Task prompt:
Your answer must match the data word for word.

[Referring expression pointing data]
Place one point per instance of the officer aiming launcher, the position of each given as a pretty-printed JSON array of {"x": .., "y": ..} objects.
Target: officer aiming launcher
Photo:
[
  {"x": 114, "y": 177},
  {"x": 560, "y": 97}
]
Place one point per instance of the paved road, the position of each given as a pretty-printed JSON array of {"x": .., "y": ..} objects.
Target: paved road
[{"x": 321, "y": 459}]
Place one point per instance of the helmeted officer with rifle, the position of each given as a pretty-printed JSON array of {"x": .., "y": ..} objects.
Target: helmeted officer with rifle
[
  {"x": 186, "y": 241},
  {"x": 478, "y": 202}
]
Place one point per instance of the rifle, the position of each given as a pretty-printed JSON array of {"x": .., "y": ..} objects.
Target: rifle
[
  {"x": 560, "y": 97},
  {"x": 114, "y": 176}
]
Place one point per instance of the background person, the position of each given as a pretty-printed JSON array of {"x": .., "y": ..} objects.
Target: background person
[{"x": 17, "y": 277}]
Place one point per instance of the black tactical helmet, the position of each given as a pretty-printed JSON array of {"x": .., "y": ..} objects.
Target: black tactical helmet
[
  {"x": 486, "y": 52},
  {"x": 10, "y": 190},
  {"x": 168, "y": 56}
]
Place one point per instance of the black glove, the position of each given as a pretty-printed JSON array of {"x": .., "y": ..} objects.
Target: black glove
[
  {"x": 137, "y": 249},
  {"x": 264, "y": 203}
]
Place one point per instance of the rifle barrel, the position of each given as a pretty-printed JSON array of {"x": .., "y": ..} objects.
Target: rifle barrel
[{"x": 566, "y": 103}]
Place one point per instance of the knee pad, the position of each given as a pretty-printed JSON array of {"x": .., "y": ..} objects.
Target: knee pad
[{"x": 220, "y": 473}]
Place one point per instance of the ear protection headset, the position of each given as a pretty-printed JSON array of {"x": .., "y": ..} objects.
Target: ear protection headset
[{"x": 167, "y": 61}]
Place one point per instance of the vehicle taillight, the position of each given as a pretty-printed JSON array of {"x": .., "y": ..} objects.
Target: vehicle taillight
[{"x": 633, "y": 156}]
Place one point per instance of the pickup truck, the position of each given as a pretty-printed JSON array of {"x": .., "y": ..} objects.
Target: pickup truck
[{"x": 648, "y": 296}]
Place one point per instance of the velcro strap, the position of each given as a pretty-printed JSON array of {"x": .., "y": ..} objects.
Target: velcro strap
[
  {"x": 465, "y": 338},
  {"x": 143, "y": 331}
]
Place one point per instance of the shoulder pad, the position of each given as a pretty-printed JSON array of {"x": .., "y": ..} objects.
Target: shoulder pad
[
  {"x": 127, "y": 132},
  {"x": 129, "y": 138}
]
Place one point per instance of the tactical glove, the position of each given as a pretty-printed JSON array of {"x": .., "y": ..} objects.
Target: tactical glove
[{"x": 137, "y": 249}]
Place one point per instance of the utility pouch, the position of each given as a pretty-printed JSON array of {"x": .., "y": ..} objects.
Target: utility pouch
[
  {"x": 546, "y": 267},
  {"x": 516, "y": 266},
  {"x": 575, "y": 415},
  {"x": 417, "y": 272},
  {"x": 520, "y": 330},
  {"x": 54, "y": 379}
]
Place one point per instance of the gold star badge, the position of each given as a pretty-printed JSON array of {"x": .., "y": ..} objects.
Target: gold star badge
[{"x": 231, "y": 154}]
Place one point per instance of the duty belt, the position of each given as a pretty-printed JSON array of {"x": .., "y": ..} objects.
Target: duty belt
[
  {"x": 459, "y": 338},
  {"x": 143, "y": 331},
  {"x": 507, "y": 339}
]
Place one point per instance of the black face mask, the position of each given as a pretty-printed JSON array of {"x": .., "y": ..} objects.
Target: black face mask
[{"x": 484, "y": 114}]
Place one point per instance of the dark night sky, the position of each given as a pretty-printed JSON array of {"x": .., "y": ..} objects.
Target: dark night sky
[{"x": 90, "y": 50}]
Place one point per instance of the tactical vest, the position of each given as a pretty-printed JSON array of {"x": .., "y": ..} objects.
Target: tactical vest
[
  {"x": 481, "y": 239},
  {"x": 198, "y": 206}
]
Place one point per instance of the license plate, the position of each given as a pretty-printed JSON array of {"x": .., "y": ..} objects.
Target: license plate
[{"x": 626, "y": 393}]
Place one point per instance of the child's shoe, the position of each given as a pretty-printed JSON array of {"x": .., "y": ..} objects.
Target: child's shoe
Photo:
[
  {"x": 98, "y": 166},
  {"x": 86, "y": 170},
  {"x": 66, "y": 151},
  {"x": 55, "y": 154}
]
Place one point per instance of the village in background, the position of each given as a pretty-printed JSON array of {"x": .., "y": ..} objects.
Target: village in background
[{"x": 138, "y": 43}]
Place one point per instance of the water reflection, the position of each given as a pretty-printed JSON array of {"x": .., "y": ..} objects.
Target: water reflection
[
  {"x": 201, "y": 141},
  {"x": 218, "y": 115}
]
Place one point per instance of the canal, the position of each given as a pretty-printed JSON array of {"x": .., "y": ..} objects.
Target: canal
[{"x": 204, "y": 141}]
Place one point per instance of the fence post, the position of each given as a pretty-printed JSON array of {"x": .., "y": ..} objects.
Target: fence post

Answer for the task:
Place one point per instance of the officer aiming launcher, the position of each given as a pretty-printed JSON array of {"x": .., "y": ..} objects.
Target: officer aiming launcher
Photo:
[
  {"x": 114, "y": 177},
  {"x": 560, "y": 97}
]
Place one point per instance of the paved road, the position of each given as a pretty-printed JSON array of {"x": .., "y": ..} objects.
Target: paved road
[{"x": 321, "y": 459}]
Place one point per instance of the helmeted officer with rifle, the position of each given as a pretty-printed JSON array of {"x": .., "y": ..} objects.
Target: helmeted officer with rifle
[
  {"x": 186, "y": 241},
  {"x": 478, "y": 202}
]
Place one point per instance of the rifle, the position of each given as a pretty-printed JSON array of {"x": .., "y": ..} objects.
Target: rifle
[
  {"x": 560, "y": 97},
  {"x": 114, "y": 176}
]
Place one point per instance of the background person, the position of each given as a pretty-printed JSON array of {"x": .., "y": ..} objects.
Target: background person
[{"x": 17, "y": 277}]
Place one point per instance of the black tactical helmet, the position of each given as a pretty-printed JSON array of {"x": .., "y": ..} objects.
Target: black tactical helmet
[
  {"x": 486, "y": 52},
  {"x": 10, "y": 190},
  {"x": 168, "y": 56}
]
Place one point per instance of the black glove, the position of each given as a pretty-printed JSON array of {"x": .., "y": ..} objects.
Target: black glove
[
  {"x": 137, "y": 249},
  {"x": 264, "y": 203}
]
Place one point per instance of the rifle barrel, the position of each given as a pretty-printed JSON array of {"x": .., "y": ..} objects.
Target: rifle barrel
[{"x": 566, "y": 103}]
Place one point per instance of the knee pad, the position of each given as a pretty-printed JSON array of {"x": .., "y": ..} objects.
Target: knee pad
[{"x": 220, "y": 473}]
Place one point per instance of the ear protection headset, the position of each given as a pretty-printed JSON array of {"x": .., "y": ..} objects.
Target: ear protection headset
[{"x": 167, "y": 61}]
Place one point per instance of the vehicle taillight, the position of each given as a pretty-printed JSON array of {"x": .., "y": ..} objects.
Target: vehicle taillight
[{"x": 633, "y": 156}]
Place one point per instance of the pickup truck, the position of each given as a pretty-printed JSON array of {"x": .., "y": ..} objects.
Target: pickup truck
[{"x": 648, "y": 296}]
Place one point per instance of the velcro strap, the position of each given as a pretty-printed JSON array of {"x": .., "y": ..} objects.
Target: velcro strap
[
  {"x": 465, "y": 338},
  {"x": 143, "y": 331}
]
Place one point per instance of the shoulder pad, the position of each given as a pretty-printed JSON array of {"x": .., "y": ..} objects.
Target: shoulder pad
[
  {"x": 127, "y": 132},
  {"x": 129, "y": 138}
]
Place one point per instance of the tactical glove, the position of each given as a pretty-printed JSON array of {"x": .., "y": ..} objects.
Target: tactical glove
[{"x": 137, "y": 249}]
Place one point per instance of the utility pouch, the position of each given as a pretty-printed JSON array of {"x": .., "y": ..} objects.
Target: utility pouch
[
  {"x": 546, "y": 267},
  {"x": 516, "y": 266},
  {"x": 575, "y": 415},
  {"x": 417, "y": 272},
  {"x": 520, "y": 330},
  {"x": 54, "y": 379}
]
Place one point per instance of the gold star badge, the position of each given as a pretty-printed JSON array of {"x": .., "y": ..} objects.
Target: gold star badge
[{"x": 231, "y": 154}]
Place one point per instance of the duty belt, the position of each given as a pretty-printed JSON array of {"x": .., "y": ..} objects.
Target: duty belt
[
  {"x": 459, "y": 338},
  {"x": 143, "y": 331},
  {"x": 507, "y": 339}
]
Place one point per instance of the black face mask, the position of each given as a pretty-printed JSON array of {"x": .., "y": ..} objects.
Target: black face mask
[{"x": 484, "y": 114}]
Place one point per instance of the dark night sky, the position of each given as a pretty-printed JSON array of {"x": .., "y": ..} objects.
Target: dark night sky
[{"x": 90, "y": 50}]
Place one point per instance of the tactical vest, the position of each given as a pretty-printed JSON array of {"x": .., "y": ..} objects.
Target: tactical vest
[
  {"x": 481, "y": 239},
  {"x": 198, "y": 206}
]
Place one point per instance of the license plate, the position of each given as a pretty-printed JSON array of {"x": .., "y": ..} objects.
Target: license plate
[{"x": 626, "y": 393}]
Place one point per instance of the child's shoe, the position of each given as a pretty-printed JSON array of {"x": .., "y": ..} objects.
Target: child's shoe
Photo:
[
  {"x": 98, "y": 166},
  {"x": 86, "y": 170},
  {"x": 66, "y": 151},
  {"x": 55, "y": 154}
]
Place one point per instance of the village in background, the position of each given as a pretty-printed JSON array of {"x": .., "y": ..} objects.
Target: village in background
[{"x": 138, "y": 43}]
Place one point per instance of the water reflection, the position of each given as a pretty-printed JSON array of {"x": .., "y": ..} objects.
Target: water reflection
[
  {"x": 201, "y": 141},
  {"x": 218, "y": 115}
]
Place one point per instance of the canal, the position of each given as a pretty-printed JSON array of {"x": .., "y": ..} objects.
Target: canal
[{"x": 204, "y": 141}]
Place one point per instance of the fence post, the position of each given as a pretty-printed JSON array of {"x": .., "y": ..} objects.
Target: fence post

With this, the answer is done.